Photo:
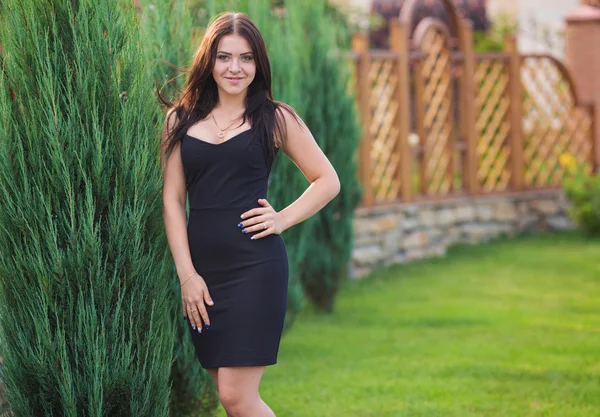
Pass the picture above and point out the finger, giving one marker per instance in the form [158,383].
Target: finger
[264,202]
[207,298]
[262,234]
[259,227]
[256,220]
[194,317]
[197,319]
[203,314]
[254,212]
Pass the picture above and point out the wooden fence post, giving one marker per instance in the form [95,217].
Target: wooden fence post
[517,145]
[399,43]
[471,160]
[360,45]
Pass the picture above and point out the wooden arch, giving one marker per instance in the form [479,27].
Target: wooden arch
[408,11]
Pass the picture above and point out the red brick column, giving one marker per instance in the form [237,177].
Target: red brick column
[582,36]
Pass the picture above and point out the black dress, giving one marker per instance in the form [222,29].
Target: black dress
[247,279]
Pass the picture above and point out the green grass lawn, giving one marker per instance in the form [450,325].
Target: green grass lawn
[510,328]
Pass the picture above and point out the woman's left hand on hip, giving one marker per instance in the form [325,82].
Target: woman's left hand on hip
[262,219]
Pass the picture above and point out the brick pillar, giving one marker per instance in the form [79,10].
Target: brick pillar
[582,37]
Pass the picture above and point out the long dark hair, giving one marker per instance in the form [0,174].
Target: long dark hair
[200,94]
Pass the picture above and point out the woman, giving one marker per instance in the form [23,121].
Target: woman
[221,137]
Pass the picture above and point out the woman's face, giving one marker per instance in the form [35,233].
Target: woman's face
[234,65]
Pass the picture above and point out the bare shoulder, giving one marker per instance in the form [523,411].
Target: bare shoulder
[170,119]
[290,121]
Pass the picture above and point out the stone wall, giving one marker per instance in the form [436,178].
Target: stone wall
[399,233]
* * *
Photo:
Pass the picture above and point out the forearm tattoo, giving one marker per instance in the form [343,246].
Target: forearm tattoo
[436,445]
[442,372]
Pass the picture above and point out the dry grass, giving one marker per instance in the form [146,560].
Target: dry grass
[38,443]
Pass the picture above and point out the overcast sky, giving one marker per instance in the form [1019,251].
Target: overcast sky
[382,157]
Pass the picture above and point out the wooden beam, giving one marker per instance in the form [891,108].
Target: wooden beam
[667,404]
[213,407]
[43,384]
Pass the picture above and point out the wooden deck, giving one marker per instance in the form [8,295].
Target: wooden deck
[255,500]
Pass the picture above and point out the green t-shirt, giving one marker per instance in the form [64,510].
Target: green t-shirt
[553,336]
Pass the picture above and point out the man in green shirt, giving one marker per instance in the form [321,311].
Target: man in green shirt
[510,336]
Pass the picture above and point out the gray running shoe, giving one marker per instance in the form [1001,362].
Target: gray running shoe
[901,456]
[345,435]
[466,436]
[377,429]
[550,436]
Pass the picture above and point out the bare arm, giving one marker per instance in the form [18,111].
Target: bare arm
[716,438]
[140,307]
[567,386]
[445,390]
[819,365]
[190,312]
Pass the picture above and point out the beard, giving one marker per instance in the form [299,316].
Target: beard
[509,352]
---
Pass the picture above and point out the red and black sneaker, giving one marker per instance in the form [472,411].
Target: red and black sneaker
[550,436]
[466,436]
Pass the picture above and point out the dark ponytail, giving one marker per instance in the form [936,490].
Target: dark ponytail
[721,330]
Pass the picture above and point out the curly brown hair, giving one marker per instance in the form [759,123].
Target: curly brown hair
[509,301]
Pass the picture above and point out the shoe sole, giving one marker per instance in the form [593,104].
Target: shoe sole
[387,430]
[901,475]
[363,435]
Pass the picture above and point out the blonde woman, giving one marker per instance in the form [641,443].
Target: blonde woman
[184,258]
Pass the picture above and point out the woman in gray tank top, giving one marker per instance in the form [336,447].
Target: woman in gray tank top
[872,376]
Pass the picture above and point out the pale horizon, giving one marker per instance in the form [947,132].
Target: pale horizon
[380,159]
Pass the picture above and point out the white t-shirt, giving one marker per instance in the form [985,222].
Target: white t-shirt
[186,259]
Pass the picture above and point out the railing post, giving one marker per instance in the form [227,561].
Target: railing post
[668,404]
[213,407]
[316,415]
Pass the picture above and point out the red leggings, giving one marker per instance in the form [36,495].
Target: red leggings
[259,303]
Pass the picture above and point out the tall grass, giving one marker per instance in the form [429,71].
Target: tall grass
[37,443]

WHAT YOU SHOULD DO: Extract each line of the material above that contains the word "gray", and copy those lines in full in their original order.

EXERCISE ANSWER:
Pass the picture above and point out the gray running shoe, giving one marker per instance in the form [1001,362].
Target: gray running shoe
Pass the picture above and point out the woman in gray tank top, giving one marker per instance in the form [336,447].
Target: woman in gray tank top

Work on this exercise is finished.